DO THIS
Please print the entries below, from the first one through the line containing "109], [261, 141]]", keeping every line unchanged.

(Saved entries)
>> begin
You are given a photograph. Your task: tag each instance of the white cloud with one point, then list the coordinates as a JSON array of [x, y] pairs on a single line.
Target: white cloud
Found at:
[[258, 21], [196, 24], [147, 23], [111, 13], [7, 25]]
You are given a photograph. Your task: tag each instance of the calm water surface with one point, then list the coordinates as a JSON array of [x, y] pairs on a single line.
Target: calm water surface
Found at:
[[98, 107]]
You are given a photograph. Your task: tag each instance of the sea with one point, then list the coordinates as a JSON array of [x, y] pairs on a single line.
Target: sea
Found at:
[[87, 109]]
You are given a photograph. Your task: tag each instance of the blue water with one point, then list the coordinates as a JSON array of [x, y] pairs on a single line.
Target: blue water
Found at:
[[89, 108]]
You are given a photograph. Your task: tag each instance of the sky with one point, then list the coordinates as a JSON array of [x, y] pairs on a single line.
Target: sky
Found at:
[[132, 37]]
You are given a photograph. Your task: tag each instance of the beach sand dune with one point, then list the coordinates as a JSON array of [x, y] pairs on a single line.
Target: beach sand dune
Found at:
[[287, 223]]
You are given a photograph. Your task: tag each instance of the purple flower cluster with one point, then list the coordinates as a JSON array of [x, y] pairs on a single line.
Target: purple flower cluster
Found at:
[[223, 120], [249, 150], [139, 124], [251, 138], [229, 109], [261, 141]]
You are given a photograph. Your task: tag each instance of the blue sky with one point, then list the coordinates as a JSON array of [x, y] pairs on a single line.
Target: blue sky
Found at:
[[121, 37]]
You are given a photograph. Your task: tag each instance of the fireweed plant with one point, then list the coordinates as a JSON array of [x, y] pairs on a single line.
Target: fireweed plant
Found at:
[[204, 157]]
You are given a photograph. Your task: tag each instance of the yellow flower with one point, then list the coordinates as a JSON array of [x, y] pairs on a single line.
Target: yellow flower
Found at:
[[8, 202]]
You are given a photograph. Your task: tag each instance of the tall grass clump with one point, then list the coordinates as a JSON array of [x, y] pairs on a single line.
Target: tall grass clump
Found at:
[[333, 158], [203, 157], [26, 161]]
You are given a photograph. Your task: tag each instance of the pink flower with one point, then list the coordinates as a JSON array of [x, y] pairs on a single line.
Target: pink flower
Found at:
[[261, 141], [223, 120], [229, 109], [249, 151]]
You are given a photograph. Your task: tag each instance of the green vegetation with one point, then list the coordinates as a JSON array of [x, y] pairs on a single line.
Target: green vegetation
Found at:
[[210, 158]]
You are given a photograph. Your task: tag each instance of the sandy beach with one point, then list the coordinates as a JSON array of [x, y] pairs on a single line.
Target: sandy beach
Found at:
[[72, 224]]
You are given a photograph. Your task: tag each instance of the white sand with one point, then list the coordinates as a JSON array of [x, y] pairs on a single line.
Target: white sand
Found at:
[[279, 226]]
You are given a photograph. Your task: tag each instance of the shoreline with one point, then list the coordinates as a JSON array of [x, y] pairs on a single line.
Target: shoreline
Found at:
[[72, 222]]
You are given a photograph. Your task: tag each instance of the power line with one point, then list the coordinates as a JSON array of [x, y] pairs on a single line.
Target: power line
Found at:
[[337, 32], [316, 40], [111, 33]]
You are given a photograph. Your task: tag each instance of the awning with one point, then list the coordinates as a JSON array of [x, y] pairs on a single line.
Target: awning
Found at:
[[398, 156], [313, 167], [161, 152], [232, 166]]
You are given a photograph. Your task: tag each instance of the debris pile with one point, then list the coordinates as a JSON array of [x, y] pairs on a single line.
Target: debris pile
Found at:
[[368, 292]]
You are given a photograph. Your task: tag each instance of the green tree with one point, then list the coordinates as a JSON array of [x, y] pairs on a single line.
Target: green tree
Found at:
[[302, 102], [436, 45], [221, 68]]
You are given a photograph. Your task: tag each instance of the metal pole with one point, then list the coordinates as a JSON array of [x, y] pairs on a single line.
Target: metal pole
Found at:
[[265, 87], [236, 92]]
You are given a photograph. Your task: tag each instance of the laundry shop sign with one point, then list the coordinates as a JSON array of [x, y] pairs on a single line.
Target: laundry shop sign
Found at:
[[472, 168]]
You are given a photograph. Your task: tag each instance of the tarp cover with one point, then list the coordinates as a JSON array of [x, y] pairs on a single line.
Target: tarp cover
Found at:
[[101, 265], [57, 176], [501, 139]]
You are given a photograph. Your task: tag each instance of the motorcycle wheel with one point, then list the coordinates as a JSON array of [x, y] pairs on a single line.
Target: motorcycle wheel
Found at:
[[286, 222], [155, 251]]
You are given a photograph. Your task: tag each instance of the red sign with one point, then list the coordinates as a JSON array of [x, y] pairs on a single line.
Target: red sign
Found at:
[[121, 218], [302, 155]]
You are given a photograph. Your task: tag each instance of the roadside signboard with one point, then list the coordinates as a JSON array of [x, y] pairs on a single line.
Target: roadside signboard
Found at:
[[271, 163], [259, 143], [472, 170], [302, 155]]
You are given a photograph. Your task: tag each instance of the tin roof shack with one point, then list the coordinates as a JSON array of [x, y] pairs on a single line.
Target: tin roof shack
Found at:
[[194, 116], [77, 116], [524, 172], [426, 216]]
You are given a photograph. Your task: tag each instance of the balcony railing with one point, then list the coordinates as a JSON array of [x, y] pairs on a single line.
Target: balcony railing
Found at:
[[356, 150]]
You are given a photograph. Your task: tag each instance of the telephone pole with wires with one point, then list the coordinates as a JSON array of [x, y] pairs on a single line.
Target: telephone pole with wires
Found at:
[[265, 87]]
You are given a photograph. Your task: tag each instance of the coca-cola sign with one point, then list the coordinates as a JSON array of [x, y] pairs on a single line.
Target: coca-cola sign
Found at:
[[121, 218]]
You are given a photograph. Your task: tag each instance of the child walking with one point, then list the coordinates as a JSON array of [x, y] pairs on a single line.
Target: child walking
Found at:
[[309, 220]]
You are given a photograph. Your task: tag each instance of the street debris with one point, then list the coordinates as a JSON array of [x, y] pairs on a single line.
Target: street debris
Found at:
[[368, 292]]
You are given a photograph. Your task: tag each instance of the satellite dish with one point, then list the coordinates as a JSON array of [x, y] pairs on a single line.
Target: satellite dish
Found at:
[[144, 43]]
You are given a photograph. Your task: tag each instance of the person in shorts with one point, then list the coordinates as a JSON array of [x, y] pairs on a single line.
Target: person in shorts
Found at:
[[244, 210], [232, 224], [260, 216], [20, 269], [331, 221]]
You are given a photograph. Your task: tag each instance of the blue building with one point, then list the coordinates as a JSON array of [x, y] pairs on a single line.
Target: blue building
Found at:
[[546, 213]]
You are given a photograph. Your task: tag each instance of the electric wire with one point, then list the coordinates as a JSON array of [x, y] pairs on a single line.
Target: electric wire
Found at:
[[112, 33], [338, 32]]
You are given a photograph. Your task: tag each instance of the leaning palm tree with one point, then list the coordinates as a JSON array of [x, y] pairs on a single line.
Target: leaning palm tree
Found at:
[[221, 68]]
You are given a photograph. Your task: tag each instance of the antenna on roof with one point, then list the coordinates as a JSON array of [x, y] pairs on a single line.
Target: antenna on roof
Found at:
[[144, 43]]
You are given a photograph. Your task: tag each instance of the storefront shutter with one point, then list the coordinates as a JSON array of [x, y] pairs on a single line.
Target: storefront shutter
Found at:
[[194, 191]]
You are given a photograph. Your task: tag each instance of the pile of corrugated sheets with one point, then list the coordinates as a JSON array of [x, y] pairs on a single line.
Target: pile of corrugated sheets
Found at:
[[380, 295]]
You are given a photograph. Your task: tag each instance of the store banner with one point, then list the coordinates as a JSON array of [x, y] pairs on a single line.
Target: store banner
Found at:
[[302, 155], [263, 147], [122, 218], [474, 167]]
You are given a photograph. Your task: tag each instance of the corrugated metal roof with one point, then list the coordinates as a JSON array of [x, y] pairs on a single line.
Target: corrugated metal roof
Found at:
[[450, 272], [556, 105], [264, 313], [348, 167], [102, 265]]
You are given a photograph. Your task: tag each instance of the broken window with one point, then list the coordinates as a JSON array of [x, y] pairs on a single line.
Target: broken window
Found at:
>> end
THE RESULT
You are given a photograph. Your task: tag each instance of the white cloud with one point, then list the coordinates as a JSON array of [x, y] pairs on a single line.
Target: white cloud
Found at:
[[258, 21], [196, 24], [147, 23], [111, 13], [7, 25]]
You are given a photograph. Your task: tag each instance of the calm water surface with one point, then list the coordinates as a JSON array of [x, y] pairs on a single line.
Target: calm water surface
Found at:
[[98, 107]]
You are given a photograph. Your task: tag each instance of the sea with one point, then list the coordinates as a JSON array of [x, y] pairs on a single line.
Target: sea
Found at:
[[87, 109]]
You are given a photograph. Your task: tag each instance of the blue water with one point, then list the coordinates as a JSON array of [x, y] pairs on a single line.
Target: blue water
Found at:
[[89, 108]]
You are given a photograph. Your task: tag each instance of the sky with one point, then list the coordinates as a JSON array of [x, y] pairs on a single line.
Target: sky
Found at:
[[132, 37]]
You are given a photograph. Your task: tag each instance of the beach sand dune with one point, then list the coordinates as a JSON array of [x, y] pairs on a single line.
Target: beach sand dune
Found at:
[[287, 223]]
You are given a photograph. Your task: tag each instance of the purple flower cluster with one point, then list the coordinates as a JSON array of [x, y] pairs on a single line.
Target: purple flower cluster
Found at:
[[223, 120], [249, 150], [139, 124], [251, 138], [229, 109], [261, 141]]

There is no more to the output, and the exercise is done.